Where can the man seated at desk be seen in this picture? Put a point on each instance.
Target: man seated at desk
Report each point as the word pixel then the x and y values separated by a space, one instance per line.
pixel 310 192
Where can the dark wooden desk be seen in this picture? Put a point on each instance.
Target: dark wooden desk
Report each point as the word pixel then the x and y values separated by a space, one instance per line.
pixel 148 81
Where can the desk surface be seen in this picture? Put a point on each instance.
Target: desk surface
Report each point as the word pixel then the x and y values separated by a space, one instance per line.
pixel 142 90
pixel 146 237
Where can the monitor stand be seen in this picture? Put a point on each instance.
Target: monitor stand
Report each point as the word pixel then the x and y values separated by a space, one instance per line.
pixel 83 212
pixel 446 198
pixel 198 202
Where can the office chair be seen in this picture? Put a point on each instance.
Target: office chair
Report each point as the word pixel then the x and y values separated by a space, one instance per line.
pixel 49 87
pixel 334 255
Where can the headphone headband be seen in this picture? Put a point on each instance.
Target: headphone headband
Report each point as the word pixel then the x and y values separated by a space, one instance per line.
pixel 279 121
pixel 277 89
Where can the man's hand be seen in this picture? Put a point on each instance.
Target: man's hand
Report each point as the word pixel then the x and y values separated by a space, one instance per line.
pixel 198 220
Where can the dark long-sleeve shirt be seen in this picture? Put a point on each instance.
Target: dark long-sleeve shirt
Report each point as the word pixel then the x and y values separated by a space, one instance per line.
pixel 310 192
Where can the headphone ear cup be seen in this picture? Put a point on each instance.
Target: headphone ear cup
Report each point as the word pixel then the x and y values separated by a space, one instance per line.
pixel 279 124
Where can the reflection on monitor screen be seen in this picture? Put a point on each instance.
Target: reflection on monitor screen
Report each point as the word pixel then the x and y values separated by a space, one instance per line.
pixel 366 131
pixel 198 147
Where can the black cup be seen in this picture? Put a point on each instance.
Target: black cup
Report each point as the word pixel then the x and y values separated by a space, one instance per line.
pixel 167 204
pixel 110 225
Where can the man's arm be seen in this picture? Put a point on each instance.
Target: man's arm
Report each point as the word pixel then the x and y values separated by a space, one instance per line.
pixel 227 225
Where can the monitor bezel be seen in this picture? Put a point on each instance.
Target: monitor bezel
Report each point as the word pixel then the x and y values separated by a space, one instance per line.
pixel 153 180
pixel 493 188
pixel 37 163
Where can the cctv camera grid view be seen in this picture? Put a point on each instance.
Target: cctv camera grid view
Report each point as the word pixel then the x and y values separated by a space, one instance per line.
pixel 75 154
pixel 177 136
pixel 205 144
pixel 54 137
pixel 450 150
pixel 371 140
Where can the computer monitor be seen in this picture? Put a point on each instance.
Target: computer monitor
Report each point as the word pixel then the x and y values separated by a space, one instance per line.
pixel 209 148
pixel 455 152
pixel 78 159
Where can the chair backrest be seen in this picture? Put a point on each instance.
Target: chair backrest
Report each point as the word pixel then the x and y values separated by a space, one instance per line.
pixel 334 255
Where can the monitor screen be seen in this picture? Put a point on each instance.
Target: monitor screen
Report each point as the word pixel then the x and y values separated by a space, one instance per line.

> [Exercise details]: Reproduce the items above word for word, from their first line up to and including the line with "pixel 198 202".

> [Correct response]:
Where can the man seated at desk be seen in this picture? Put a point on each instance.
Target: man seated at desk
Report each point as the word pixel then the x and y values separated by a space, one instance per line.
pixel 310 192
Where can the dark wooden desk be seen in this picture? Put a point on each instance.
Target: dark wooden desk
Report each point as the word pixel then the x and y values separated by a space, one instance per line.
pixel 148 81
Where can the desk surface be seen in this picture? Put a point on each instance.
Target: desk surface
Report each point as the word pixel then the x and y values separated by a space, one instance per line.
pixel 142 90
pixel 146 237
Where can the monitor stand be seen in this picture? Put a point on each instance.
Target: monitor stand
Report each point as the word pixel then the x and y values separated by a space, one instance per line.
pixel 83 212
pixel 446 198
pixel 198 202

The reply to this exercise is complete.